-- begin Supplied text --

The chronological failure of material layers resulted in the perforation of GLARE laminate at t = 3.39 µs. The successive failure of material layers elongated the zero σ_xx stress line from the GLARE front (H/H_G = 0) face to rear face (H/H_G = 1) in the progressive time steps.

Strain-Rate

The selected GLARE grade belonged to the thick laminates attributed to its thickness to projectile diameter ratio of 2.5. To dissipate the impact energy, the GLARE laminate preferred local- compression and bending instead of global deformation, therefore. Besides, the bulk modulus of GF/EP composite was only 1/5.3 times the shockwave-induced pressure, which helped a significant through-thickness compression of the GLARE laminate at an exorbitant strain-rate (see Fig. 5).

-- end Supplied text --
-- begin Record excerpts --

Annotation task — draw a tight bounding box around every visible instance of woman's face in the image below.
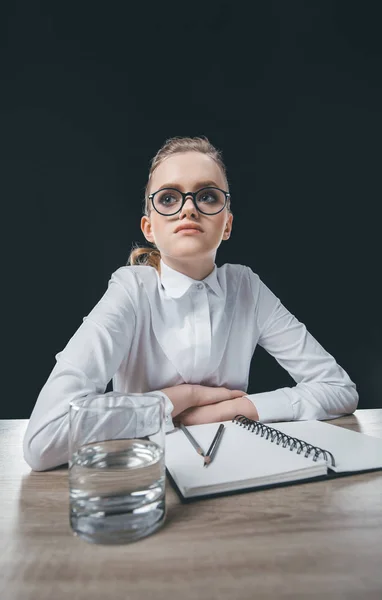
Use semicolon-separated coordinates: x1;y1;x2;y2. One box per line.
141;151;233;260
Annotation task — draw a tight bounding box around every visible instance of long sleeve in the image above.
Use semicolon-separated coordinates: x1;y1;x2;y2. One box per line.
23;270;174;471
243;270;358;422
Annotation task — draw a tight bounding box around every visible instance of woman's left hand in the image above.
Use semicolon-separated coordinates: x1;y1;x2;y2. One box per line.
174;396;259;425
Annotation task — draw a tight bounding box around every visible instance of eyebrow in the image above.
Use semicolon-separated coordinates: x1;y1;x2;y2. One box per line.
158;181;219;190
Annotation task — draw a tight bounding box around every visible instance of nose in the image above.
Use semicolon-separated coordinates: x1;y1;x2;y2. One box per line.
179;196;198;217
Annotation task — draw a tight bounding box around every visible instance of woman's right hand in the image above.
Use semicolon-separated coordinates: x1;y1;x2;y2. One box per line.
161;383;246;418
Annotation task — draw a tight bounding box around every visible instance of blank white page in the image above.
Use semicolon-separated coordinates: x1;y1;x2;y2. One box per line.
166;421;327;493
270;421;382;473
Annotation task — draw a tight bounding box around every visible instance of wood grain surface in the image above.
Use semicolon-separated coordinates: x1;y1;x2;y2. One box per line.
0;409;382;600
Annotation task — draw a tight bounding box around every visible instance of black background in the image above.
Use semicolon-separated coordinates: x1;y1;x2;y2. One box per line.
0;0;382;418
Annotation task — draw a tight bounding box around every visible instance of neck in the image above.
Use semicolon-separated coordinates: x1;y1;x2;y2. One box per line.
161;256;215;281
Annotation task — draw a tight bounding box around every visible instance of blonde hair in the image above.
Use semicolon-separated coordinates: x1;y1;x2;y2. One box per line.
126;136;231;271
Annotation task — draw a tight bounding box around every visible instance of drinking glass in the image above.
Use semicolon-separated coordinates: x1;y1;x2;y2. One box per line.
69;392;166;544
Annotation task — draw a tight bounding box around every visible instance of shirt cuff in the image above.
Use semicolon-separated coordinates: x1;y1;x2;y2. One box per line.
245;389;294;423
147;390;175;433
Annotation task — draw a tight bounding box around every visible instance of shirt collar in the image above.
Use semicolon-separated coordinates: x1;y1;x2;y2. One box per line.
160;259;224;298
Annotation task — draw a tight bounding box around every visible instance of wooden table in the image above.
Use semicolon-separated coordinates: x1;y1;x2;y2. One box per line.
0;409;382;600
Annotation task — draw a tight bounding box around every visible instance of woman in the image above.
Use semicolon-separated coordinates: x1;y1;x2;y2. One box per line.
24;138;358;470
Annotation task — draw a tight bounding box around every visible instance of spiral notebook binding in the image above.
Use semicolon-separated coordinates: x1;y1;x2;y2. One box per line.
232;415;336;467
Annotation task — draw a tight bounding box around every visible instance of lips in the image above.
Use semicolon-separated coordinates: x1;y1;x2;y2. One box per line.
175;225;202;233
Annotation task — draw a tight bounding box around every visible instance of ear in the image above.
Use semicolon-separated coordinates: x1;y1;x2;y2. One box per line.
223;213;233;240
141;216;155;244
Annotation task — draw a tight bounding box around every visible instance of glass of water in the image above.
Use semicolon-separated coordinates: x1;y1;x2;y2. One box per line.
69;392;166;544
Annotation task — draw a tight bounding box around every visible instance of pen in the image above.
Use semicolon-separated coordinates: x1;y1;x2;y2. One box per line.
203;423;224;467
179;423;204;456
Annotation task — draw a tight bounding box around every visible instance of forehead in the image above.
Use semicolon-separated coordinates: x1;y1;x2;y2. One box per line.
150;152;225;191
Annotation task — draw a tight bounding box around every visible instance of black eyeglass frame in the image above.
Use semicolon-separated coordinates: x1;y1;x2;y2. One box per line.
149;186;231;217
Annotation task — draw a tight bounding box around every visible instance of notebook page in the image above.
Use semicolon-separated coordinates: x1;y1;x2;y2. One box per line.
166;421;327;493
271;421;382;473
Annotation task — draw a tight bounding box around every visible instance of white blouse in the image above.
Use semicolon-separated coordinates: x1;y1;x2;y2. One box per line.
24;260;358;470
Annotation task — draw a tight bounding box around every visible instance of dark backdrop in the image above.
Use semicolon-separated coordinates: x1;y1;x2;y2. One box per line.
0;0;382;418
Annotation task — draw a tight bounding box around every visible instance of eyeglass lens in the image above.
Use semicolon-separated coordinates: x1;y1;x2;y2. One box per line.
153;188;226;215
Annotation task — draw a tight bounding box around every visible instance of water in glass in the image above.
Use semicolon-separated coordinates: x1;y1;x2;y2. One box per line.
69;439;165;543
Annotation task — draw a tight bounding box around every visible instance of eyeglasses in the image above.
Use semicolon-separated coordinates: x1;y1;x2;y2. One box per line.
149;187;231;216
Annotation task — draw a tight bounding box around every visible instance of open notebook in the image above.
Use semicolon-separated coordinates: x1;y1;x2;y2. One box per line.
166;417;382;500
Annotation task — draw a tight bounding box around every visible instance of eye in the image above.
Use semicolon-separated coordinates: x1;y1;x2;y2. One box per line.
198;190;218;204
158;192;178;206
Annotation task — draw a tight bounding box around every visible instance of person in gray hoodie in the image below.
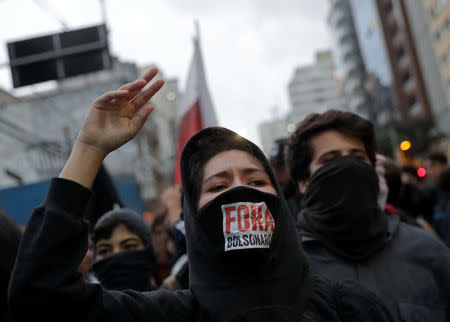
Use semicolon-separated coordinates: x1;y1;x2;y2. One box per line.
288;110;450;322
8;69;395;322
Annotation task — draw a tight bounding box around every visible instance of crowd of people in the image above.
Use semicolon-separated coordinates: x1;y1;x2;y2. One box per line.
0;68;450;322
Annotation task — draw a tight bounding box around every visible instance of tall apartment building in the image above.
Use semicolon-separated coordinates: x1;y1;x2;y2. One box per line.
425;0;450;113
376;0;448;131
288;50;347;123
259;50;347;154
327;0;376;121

-- end Record excerpts --

• _Requirement_
Rewrite the strain-rate passage, starting at the words "The selected GLARE" and stopping after "strain-rate (see Fig. 5).". Swap "impact energy" for "kinetic energy".

• _Answer to the exercise_
The selected GLARE grade belonged to the thick laminates attributed to its thickness to projectile diameter ratio of 2.5. To dissipate the kinetic energy, the GLARE laminate preferred local- compression and bending instead of global deformation, therefore. Besides, the bulk modulus of GF/EP composite was only 1/5.3 times the shockwave-induced pressure, which helped a significant through-thickness compression of the GLARE laminate at an exorbitant strain-rate (see Fig. 5).